» 課題: 以下の項目の各行を、「番号」と「内容」の2列からなるMarkdownの表に変換してください。空行は省き、画像は表に含めないでください。

------

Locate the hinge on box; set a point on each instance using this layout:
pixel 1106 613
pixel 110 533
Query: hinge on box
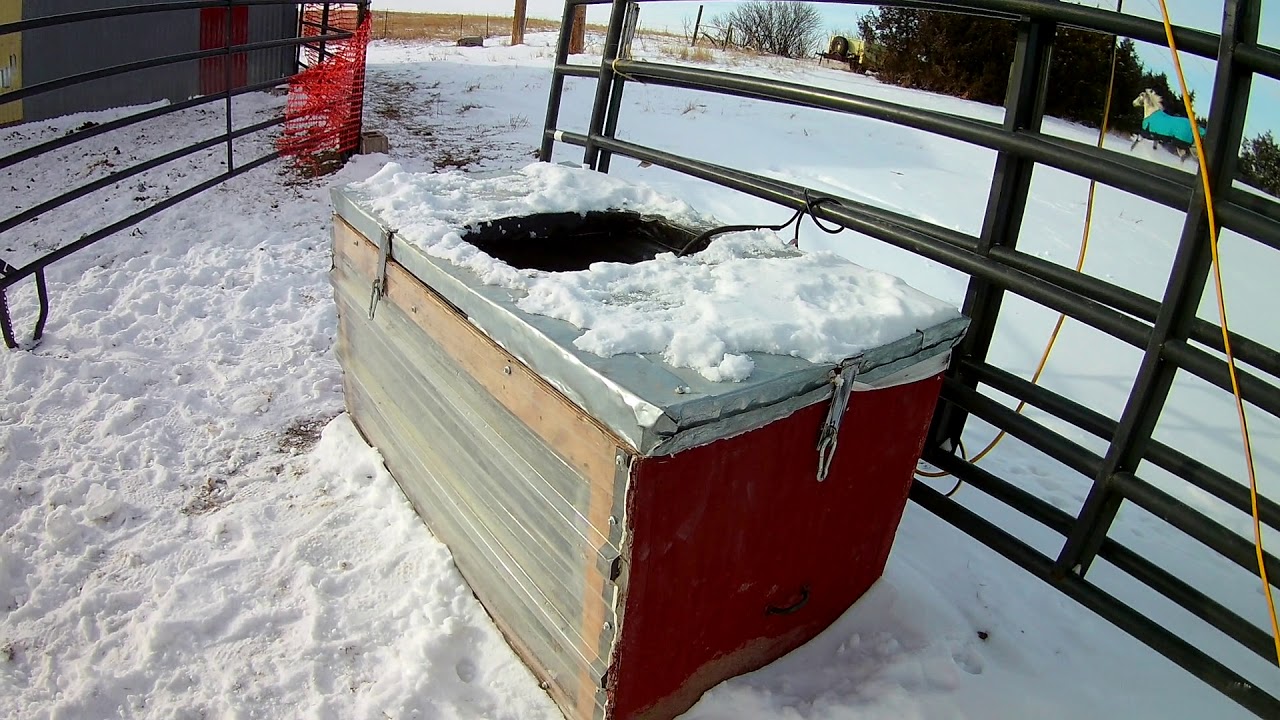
pixel 844 382
pixel 379 288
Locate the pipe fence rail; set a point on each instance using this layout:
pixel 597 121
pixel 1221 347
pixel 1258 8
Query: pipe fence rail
pixel 1168 332
pixel 309 41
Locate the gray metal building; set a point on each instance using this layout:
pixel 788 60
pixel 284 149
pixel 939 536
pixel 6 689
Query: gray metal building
pixel 53 53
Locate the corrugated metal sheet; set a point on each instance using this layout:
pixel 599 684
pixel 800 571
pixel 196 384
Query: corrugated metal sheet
pixel 516 515
pixel 634 395
pixel 64 50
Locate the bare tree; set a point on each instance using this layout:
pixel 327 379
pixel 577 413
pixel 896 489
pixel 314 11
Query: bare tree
pixel 790 30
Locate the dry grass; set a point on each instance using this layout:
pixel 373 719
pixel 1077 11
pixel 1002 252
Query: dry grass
pixel 440 26
pixel 689 54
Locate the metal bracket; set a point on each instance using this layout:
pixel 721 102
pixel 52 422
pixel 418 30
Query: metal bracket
pixel 379 287
pixel 844 382
pixel 10 341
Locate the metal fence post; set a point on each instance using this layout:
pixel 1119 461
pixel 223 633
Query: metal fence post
pixel 1183 294
pixel 557 91
pixel 611 117
pixel 1006 203
pixel 604 86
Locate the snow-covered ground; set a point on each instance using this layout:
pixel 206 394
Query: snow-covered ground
pixel 190 527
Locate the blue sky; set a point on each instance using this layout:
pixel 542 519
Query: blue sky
pixel 1201 14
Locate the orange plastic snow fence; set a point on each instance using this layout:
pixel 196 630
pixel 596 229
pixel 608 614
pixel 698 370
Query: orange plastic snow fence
pixel 323 114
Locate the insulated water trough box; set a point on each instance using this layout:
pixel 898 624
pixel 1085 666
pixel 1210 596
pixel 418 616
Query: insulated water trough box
pixel 638 531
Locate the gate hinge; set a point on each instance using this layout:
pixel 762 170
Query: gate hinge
pixel 379 287
pixel 844 382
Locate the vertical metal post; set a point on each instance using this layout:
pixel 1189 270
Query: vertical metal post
pixel 557 91
pixel 517 23
pixel 1006 203
pixel 604 85
pixel 227 83
pixel 1182 297
pixel 324 30
pixel 611 118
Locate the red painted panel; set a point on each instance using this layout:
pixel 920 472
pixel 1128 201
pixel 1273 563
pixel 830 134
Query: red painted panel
pixel 740 555
pixel 213 35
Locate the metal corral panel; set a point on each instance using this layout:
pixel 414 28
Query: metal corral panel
pixel 636 545
pixel 58 51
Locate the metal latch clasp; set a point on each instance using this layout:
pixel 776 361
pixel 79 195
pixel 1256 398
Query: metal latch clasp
pixel 844 382
pixel 379 287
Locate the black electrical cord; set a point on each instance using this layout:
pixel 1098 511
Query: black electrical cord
pixel 809 205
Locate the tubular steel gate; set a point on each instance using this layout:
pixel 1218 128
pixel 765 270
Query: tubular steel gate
pixel 321 123
pixel 1168 332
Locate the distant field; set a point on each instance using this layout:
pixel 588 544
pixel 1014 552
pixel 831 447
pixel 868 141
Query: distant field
pixel 451 26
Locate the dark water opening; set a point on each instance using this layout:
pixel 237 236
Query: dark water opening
pixel 571 241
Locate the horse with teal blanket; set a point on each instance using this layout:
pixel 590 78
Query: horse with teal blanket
pixel 1162 128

------

» 回答:
| 番号 | 内容 |
|---|---|
| 1 | Locate the hinge on box; set a point on each instance using this layout: |
| 2 | pixel 1106 613 |
| 3 | pixel 110 533 |
| 4 | Query: hinge on box |
| 5 | pixel 844 382 |
| 6 | pixel 379 288 |
| 7 | Locate the pipe fence rail; set a point on each instance using this layout: |
| 8 | pixel 597 121 |
| 9 | pixel 1221 347 |
| 10 | pixel 1258 8 |
| 11 | Query: pipe fence rail |
| 12 | pixel 1168 332 |
| 13 | pixel 309 41 |
| 14 | Locate the gray metal building; set a point on each instance using this layout: |
| 15 | pixel 788 60 |
| 16 | pixel 284 149 |
| 17 | pixel 939 536 |
| 18 | pixel 6 689 |
| 19 | Query: gray metal building |
| 20 | pixel 53 53 |
| 21 | Locate the corrugated metal sheet; set a point on each instance using this layout: |
| 22 | pixel 599 684 |
| 23 | pixel 800 571 |
| 24 | pixel 196 384 |
| 25 | Query: corrugated metal sheet |
| 26 | pixel 516 515 |
| 27 | pixel 634 395 |
| 28 | pixel 64 50 |
| 29 | Locate the bare tree; set a point on each instance using this layout: |
| 30 | pixel 327 379 |
| 31 | pixel 577 413 |
| 32 | pixel 896 489 |
| 33 | pixel 314 11 |
| 34 | Query: bare tree |
| 35 | pixel 790 30 |
| 36 | Locate the dry grass; set a point on each instance using this layout: |
| 37 | pixel 373 719 |
| 38 | pixel 1077 11 |
| 39 | pixel 1002 252 |
| 40 | Query: dry grass |
| 41 | pixel 440 26 |
| 42 | pixel 689 54 |
| 43 | Locate the metal bracket; set a point on each instance using this layout: |
| 44 | pixel 721 102 |
| 45 | pixel 52 422 |
| 46 | pixel 418 30 |
| 47 | Query: metal bracket |
| 48 | pixel 379 287 |
| 49 | pixel 844 382 |
| 50 | pixel 10 341 |
| 51 | Locate the metal fence post; set a point on each instance using this layout: |
| 52 | pixel 1119 461 |
| 53 | pixel 223 633 |
| 54 | Query: metal fence post |
| 55 | pixel 1183 294 |
| 56 | pixel 557 91 |
| 57 | pixel 611 117 |
| 58 | pixel 1006 203 |
| 59 | pixel 604 86 |
| 60 | Locate the snow-covered ground; set a point on each instance using this layout: |
| 61 | pixel 206 394 |
| 62 | Query: snow-covered ground |
| 63 | pixel 190 527 |
| 64 | Locate the blue sky; set a point on each instance using this layout: |
| 65 | pixel 542 519 |
| 66 | Query: blue sky |
| 67 | pixel 1201 14 |
| 68 | Locate the orange plastic snow fence; set a point on each instance using this layout: |
| 69 | pixel 196 630 |
| 70 | pixel 596 229 |
| 71 | pixel 608 614 |
| 72 | pixel 698 370 |
| 73 | Query: orange plastic snow fence |
| 74 | pixel 323 114 |
| 75 | Locate the insulated water trough box; set a point on each instance using this layout: |
| 76 | pixel 898 624 |
| 77 | pixel 1085 666 |
| 78 | pixel 1210 596 |
| 79 | pixel 418 616 |
| 80 | Query: insulated water trough box |
| 81 | pixel 638 531 |
| 82 | Locate the gate hinge; set a point on each instance using this layout: |
| 83 | pixel 762 170 |
| 84 | Query: gate hinge |
| 85 | pixel 379 287 |
| 86 | pixel 844 382 |
| 87 | Locate the vertical metal post; set a point on each instance using this layout: |
| 88 | pixel 1189 270 |
| 89 | Query: vertical metal post |
| 90 | pixel 557 91 |
| 91 | pixel 517 23 |
| 92 | pixel 1006 203 |
| 93 | pixel 604 85 |
| 94 | pixel 227 83 |
| 95 | pixel 1182 297 |
| 96 | pixel 324 30 |
| 97 | pixel 611 118 |
| 98 | Locate the red painted panel; set a point on each instance using this layout: |
| 99 | pixel 920 472 |
| 100 | pixel 1128 201 |
| 101 | pixel 1273 563 |
| 102 | pixel 830 134 |
| 103 | Query: red painted panel |
| 104 | pixel 740 555 |
| 105 | pixel 213 35 |
| 106 | Locate the metal corral panel; set a point on each instance using this layout: |
| 107 | pixel 414 28 |
| 108 | Query: metal corral panel |
| 109 | pixel 636 545 |
| 110 | pixel 58 51 |
| 111 | Locate the metal latch clasp; set a point on each instance using this layout: |
| 112 | pixel 776 361 |
| 113 | pixel 79 195 |
| 114 | pixel 1256 398 |
| 115 | Query: metal latch clasp |
| 116 | pixel 844 382 |
| 117 | pixel 379 287 |
| 118 | Locate the black electrical cord; set a point on each instance using this layout: |
| 119 | pixel 1098 511 |
| 120 | Query: black electrical cord |
| 121 | pixel 809 205 |
| 122 | Locate the tubular steel gate; set a point on each instance using this layout: |
| 123 | pixel 1218 128 |
| 124 | pixel 765 270 |
| 125 | Query: tubular steel gate |
| 126 | pixel 321 123 |
| 127 | pixel 1168 332 |
| 128 | Locate the distant field; set a point on each instance using this layout: |
| 129 | pixel 588 544 |
| 130 | pixel 1014 552 |
| 131 | pixel 831 447 |
| 132 | pixel 868 141 |
| 133 | Query: distant field |
| 134 | pixel 451 26 |
| 135 | Locate the dark water opening; set a point on each instance using this layout: |
| 136 | pixel 237 236 |
| 137 | Query: dark water opening |
| 138 | pixel 571 241 |
| 139 | Locate the horse with teal blanket; set a point on each instance using this layout: |
| 140 | pixel 590 78 |
| 141 | Query: horse with teal blanket |
| 142 | pixel 1162 128 |